Para um cristão, exaltar a Cruz quer dizer entrar em comunhão com a totalidade do
amor incondicional de Deus pelo homem; é fazer um acto de fé. Exaltar a Cruz, na perspectiva
da Ressurreição, é desejar viver e manifestar a totalidade deste amor; é fazer um
acto de amor. Exaltar a Cruz leva ao compromisso de ser arauto da comunhão fraterna
e eclesial, fonte do verdadeiro testemunho cristão; é fazer um acto de esperança. Debruçando-se
sobre a situação actual das Igrejas no Médio Oriente, os Padres sinodais puderam reflectir
sobre as alegrias e as penas, os temores e as esperanças dos discípulos de Cristo
que vivem nestes lugares. Deste modo, toda a Igreja pôde ouvir o grito ansioso e notar
o olhar desesperado de tantos homens e mulheres que se encontram em situações humana
e materialmente árduas, vivendo no medo e inquietação pelas fortes tensões, e que
desejam seguir Cristo – Aquele que dá sentido à sua vida – mas frequentemente encontram-se
impedidos; por isso, quis que a Primeira Carta de São Pedro fosse o fio condutor do
documento. Ao mesmo tempo, a Igreja pôde admirar o que há de belo e nobre nas Igrejas
presentes nestas terras. Como não dar contínuas graças a Deus por todos vós (cf. 1
Ts 1, 2: I Parte da Exortação pós-sinodal), amados cristãos do Médio Oriente!? Como
não O louvar pela vossa coragem na fé!? Como não Lhe agradecer pela chama do seu amor
infinito que vós continuais a manter viva e ardente nestes lugares que foram os primeiros
a acolher o seu Filho encarnado!? Como não Lhe elevar o nosso canto de gratidão pelos
ímpetos de comunhão eclesial e fraterna, pela solidariedade humana constantemente
manifestada por todos os filhos de Deus!? A Exortação Ecclesia in Medio Oriente
permite repensar o presente para considerar o futuro com o próprio olhar de Cristo.

### DADOS FORNECIDOS
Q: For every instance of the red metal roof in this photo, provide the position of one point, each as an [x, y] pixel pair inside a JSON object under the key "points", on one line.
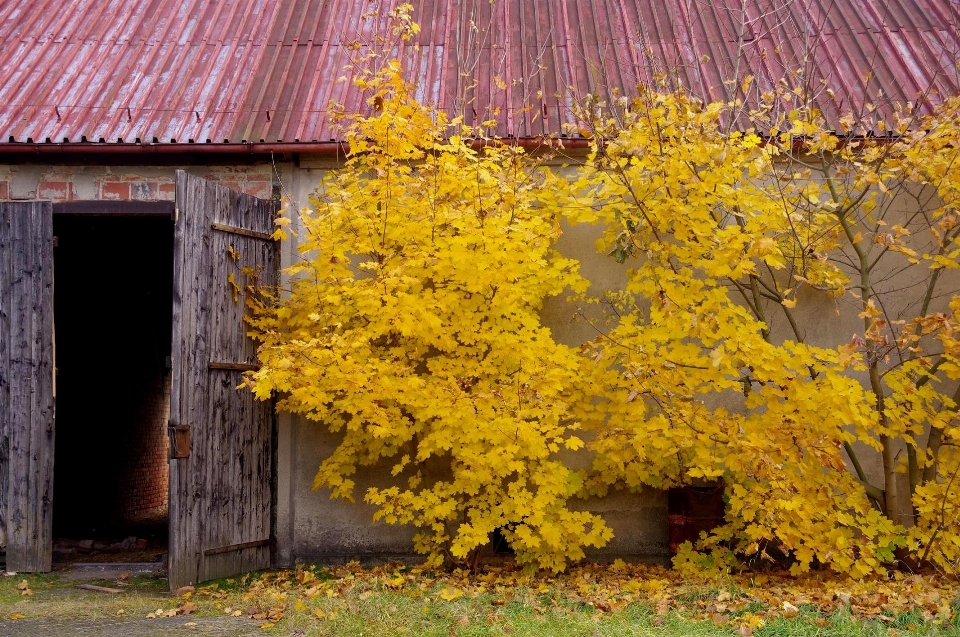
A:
{"points": [[252, 70]]}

### DETALHES DO EXERCÍCIO
Resuma o excerto da página em duas frases. Os dados constituem material independente do excerto da página.

### RESOLUÇÃO PROPOSTA
Para um cristão, exaltar a Cruz é fazer um acto de fé, de amor e de esperança: entrar em comunhão com o amor incondicional de Deus, desejar viver esse amor e comprometer-se a ser arauto da comunhão fraterna e eclesial. Ao reflectirem sobre a situação das Igrejas no Médio Oriente, os Padres sinodais permitiram que toda a Igreja ouvisse o grito ansioso de quem ali vive em situações árduas e admirasse o que há de belo e nobre nessas Igrejas, e a Exortação Ecclesia in Medio Oriente permite repensar o presente para considerar o futuro com o olhar de Cristo.